**WORK REQUIRED**.
Answer these questions from the Mimulus genome text:
1. Which predictor was added when FGENESH+ produced no model at a locus?
2. How many protein-coding transcripts does the release include?
3. What citation are users asked to give?

AnnotationTranscript assemblies were constructed using PASA from Mimulus guttatus ESTs (~555K, IM62 and DUN, including some 454 EST reads) and ESTs of related species (~256K, other asterids). Loci were determined by BLAT alignments of above transcript assemblies and/or BLASTX alignments of proteins from arabi (Arabidopsis thaliana), rice, grape genomes or a few tomato, potato and tobacco proteins to repeat-soft-masked M. guttatus genome. Gene models were predicted by homology-based predictors, mainly by FGENESH+ with the addition of GenomeScan if FGENESH+ produced no model at the locus. Predicted genes were UTR-extended and/or improved by PASA. Filtered gene set was made from PASA improved gene models based on ESTs support or protein homology support subjected to filtering of repeats/transposable elements. Protein domains (Pfam and Panther) were assigned to filtered gene models and gene models whose protein contains >= 30% TE domains were further filtered out to yield 26,718 genes/loci.
StatisticsThis release of Phytozome includes the JGI gene annotation v1.1 of assembly v1.0:
- Approximately 321.7Mb arranged in 2216 scaffolds
- Approximately 300.7Mb arranged in 17831 contigs (~ 6.5% gap)
- Scaffold N50 (L50) = 81 (1.1 Mbp)
- Contig N50 (L5) = 1770 (45.5 Kbp)
- 512 scaffolds larger than 50 Kbp, with 95.7% of the genome in scaffolds larger than 50 Kbp
- 26718 loci containing protein-coding genes
- 28282 protein-coding transcripts
What can I do with the Mimulus dataset?
- I would like to use this data to help clone a gene, analyse a gene family, etc.
- Wonderful! Please feel free to use this data to advance your studies of plant biology. Please reference "Mimulus Genome Project, DoE Joint Genome Institute" as your citation. Also please recognize that this is a preliminary release, which may include various errors. Caveat emptor.

**DATA UNDER STUDY**.
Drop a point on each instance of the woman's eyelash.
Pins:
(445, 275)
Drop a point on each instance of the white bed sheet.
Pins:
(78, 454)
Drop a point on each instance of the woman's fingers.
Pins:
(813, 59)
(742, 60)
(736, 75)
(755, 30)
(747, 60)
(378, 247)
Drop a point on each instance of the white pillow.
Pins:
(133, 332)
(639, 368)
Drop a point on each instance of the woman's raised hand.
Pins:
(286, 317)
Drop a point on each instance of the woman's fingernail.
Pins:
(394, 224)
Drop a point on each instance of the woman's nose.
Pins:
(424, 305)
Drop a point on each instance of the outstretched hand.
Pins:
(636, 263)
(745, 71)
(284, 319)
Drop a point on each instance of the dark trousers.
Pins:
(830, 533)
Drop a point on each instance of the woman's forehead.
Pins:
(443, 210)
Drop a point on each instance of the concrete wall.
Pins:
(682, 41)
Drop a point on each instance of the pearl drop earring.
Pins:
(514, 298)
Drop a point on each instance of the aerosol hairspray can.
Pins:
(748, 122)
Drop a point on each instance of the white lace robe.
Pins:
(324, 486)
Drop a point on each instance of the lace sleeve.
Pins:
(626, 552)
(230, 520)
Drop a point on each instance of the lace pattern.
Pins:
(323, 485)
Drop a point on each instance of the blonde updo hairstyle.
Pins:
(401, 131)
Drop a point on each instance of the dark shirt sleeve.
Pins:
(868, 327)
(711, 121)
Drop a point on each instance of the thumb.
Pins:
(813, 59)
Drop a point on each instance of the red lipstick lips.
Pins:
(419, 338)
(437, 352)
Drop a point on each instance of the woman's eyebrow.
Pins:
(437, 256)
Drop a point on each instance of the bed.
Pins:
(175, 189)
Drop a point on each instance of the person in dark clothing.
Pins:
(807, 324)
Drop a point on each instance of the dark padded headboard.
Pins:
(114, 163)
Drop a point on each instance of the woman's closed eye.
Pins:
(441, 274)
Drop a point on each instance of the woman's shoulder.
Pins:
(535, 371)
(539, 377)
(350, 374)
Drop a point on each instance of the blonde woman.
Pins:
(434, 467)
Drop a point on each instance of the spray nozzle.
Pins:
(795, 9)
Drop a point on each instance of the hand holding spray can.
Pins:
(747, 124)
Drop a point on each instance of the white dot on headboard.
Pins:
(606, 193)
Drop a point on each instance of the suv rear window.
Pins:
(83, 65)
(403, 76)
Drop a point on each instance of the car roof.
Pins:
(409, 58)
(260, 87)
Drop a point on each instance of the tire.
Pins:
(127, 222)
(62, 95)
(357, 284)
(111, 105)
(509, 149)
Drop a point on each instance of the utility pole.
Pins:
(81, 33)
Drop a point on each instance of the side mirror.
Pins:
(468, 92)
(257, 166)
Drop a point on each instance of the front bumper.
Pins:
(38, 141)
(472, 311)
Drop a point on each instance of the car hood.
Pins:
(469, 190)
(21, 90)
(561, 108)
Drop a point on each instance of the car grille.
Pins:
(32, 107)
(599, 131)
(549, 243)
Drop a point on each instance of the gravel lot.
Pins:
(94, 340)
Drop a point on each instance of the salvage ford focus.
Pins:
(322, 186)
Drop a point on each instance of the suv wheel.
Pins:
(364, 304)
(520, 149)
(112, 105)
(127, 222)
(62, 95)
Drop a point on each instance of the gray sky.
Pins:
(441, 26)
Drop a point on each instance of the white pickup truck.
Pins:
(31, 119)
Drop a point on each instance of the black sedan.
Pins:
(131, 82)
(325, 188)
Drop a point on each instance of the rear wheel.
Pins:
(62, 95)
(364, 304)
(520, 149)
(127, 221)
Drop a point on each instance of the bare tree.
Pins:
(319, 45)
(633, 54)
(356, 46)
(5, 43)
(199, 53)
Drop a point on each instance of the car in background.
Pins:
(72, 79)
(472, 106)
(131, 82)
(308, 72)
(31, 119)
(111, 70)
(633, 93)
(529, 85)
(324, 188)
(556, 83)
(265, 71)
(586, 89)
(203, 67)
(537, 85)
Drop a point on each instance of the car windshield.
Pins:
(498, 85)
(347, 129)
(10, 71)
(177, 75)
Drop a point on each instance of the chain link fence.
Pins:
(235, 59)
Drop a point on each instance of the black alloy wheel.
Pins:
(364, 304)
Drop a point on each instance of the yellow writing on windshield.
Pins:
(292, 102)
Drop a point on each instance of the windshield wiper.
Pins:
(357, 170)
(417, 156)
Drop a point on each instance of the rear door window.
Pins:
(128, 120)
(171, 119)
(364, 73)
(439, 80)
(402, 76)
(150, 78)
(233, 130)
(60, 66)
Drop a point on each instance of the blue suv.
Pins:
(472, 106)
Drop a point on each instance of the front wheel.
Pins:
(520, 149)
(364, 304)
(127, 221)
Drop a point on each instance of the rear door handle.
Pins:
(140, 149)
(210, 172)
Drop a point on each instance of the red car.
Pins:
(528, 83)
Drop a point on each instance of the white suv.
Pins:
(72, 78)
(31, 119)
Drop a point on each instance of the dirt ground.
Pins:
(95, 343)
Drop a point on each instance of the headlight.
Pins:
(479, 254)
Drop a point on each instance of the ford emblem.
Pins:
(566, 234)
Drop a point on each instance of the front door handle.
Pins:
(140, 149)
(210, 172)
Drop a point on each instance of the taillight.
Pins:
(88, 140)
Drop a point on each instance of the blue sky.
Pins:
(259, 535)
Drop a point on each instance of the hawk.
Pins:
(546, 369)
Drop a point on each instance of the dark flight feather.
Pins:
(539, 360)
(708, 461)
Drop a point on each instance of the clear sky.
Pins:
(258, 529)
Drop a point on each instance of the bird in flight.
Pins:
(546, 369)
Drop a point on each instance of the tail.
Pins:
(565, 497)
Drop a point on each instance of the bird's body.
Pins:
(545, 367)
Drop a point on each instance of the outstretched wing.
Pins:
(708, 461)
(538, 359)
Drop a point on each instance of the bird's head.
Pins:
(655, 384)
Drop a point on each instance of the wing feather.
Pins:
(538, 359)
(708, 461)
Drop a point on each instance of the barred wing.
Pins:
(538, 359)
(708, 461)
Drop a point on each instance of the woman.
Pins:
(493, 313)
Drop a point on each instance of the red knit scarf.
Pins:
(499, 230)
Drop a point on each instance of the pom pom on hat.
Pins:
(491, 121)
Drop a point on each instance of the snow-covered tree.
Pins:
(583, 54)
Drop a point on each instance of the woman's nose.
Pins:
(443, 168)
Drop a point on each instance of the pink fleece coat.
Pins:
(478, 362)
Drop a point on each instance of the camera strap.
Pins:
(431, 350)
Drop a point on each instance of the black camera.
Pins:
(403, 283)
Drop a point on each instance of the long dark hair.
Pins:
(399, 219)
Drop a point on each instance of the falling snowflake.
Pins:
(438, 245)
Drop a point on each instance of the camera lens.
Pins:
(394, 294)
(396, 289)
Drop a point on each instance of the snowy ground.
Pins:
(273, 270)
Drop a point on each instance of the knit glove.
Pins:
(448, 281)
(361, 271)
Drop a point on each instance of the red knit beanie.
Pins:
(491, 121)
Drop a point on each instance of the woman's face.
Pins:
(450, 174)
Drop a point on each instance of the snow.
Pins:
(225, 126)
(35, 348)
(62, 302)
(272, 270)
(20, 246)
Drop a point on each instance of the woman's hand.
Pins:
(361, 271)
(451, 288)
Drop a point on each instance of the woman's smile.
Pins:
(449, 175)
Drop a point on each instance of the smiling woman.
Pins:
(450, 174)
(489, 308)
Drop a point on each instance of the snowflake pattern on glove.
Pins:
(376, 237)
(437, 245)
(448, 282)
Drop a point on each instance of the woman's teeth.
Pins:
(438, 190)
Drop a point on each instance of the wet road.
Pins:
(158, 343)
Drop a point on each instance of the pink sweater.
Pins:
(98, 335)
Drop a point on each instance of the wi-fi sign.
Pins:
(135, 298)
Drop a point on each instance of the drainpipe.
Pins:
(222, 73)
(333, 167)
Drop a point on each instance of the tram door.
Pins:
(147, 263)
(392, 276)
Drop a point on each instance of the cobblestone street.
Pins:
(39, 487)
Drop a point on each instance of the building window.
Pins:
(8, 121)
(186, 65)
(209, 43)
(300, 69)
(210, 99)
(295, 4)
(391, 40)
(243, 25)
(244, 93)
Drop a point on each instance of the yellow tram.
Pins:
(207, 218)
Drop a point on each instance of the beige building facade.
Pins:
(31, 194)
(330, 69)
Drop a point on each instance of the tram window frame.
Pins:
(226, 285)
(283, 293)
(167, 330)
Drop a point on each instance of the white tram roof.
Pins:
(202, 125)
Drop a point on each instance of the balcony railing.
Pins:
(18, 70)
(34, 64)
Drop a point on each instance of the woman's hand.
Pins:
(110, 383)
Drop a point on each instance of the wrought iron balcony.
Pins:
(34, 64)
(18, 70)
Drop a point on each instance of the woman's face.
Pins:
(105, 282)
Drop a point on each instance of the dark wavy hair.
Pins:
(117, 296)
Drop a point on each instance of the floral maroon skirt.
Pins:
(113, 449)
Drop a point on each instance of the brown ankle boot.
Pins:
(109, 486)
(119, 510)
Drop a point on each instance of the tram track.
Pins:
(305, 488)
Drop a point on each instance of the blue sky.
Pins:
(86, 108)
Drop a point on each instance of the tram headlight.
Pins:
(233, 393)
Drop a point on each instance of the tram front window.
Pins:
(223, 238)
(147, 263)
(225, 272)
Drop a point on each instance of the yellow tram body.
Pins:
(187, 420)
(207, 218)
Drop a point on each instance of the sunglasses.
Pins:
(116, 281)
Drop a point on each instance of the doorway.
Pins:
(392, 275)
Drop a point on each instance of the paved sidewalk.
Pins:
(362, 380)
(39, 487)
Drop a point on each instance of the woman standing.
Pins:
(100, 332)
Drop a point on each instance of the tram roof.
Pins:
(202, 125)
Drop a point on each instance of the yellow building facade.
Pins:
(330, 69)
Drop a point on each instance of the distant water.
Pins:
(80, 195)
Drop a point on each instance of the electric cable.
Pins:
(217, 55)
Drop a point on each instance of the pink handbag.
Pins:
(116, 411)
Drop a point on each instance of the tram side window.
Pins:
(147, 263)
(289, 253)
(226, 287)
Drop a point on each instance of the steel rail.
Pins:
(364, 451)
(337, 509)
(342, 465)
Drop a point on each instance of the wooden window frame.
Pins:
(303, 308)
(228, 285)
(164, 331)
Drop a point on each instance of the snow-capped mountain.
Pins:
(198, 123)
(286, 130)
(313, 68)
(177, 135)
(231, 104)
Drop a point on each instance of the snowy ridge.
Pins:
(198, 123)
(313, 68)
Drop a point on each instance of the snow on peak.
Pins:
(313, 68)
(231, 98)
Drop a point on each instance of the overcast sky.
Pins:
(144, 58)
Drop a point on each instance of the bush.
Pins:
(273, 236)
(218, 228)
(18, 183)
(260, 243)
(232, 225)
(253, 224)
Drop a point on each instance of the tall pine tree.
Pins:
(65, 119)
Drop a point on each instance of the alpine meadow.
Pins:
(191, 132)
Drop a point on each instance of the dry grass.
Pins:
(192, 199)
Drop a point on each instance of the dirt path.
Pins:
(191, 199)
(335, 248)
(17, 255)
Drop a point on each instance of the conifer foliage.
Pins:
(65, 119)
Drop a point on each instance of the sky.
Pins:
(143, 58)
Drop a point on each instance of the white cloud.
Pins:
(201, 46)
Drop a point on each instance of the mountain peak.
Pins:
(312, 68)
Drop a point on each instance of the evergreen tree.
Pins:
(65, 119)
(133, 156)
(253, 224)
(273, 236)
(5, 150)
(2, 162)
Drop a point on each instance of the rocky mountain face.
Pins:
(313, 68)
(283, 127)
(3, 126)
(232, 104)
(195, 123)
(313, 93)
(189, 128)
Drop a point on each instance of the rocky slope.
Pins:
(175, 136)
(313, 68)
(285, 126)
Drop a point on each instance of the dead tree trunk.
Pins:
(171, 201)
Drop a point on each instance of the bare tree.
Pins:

**YOUR RESPONSE**.
1. GenomeScan
2. 28,282
3. "Mimulus Genome Project, DoE Joint Genome Institute"